Task — The entries below are to be transcribed in full, without their images.

Data excerpts —
- - -

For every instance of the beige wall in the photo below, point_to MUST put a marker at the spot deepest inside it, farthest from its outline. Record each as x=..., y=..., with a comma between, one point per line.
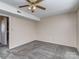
x=78, y=30
x=22, y=31
x=58, y=29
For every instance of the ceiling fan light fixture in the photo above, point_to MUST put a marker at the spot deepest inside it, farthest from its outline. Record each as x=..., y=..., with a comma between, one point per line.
x=33, y=5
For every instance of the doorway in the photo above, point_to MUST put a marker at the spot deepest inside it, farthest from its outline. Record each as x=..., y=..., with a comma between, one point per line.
x=4, y=31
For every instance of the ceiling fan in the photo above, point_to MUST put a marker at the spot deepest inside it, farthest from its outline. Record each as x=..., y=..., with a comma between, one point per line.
x=33, y=5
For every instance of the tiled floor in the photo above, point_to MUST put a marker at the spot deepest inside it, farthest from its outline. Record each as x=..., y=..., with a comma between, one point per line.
x=40, y=50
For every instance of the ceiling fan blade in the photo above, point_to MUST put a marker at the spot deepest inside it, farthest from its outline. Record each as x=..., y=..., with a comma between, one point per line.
x=23, y=6
x=29, y=1
x=38, y=1
x=41, y=7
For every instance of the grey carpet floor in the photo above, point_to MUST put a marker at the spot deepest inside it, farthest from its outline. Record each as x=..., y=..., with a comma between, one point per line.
x=41, y=50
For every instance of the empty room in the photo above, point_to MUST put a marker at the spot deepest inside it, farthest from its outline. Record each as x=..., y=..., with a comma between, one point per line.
x=39, y=29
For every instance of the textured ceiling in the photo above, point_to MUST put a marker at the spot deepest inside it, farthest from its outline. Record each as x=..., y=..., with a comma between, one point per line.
x=53, y=7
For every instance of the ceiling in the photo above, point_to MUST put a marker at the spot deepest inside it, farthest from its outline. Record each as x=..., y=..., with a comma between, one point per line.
x=53, y=7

- - -

Exercise solution —
For every instance of the beige wall in the photo below, point_to MUST put a marker at the spot deepest inside it, farthest from its outline. Record each as x=..., y=..., with a comma between, one point per line.
x=78, y=30
x=22, y=31
x=58, y=29
For every instance of the ceiling fan light fixture in the photo above, point_to MUST put a marker at the spot deepest inside it, farthest from its outline. Record each as x=..., y=..., with a comma between, one point per line.
x=33, y=5
For every instance of the doorway in the photo above, point_to MUST put a marker at the spot deepest inside it, farthest from its outline. Record each as x=..., y=..., with a comma between, one point per line.
x=4, y=31
For every instance of the ceiling fan in the photo above, point_to MUST put a marker at the spot deepest inside it, farthest from its outline. Record each as x=..., y=..., with a comma between, one point per line.
x=33, y=5
For every instance of the tiled floor in the photo above, point_to MUST put a marker at the spot deepest inside it, farthest from its outline. Record each as x=..., y=..., with a comma between, one point per line.
x=40, y=50
For every instance of the ceiling fan blade in the photo above, point_to MUST put a marker at the spot deepest inside it, farthest from its outline. Record each as x=..., y=..., with a comma between, one point per line.
x=23, y=6
x=29, y=1
x=38, y=1
x=41, y=7
For every instance of the grey carpet floor in the photo above, point_to MUST put a marker at the spot deepest inside it, farthest from its outline. Record each as x=..., y=..., with a comma between, one point per line.
x=41, y=50
For every instance of the empty room in the photo above, point_to MUST put a marker at the spot deepest inside it, farthest from its outline. Record each as x=..., y=..., with a comma between, one point per line.
x=39, y=29
For every instance of the textured ceiling in the photo above, point_to MUST put a marker at the spot deepest inside it, farthest from its outline. Record each as x=..., y=..., with a comma between, one point per line.
x=53, y=7
For every instance of the ceiling in the photo above, point_to MUST put a marker at the spot deepest inside it, farthest from its outline. Record each as x=..., y=..., with a comma between, one point per line.
x=53, y=7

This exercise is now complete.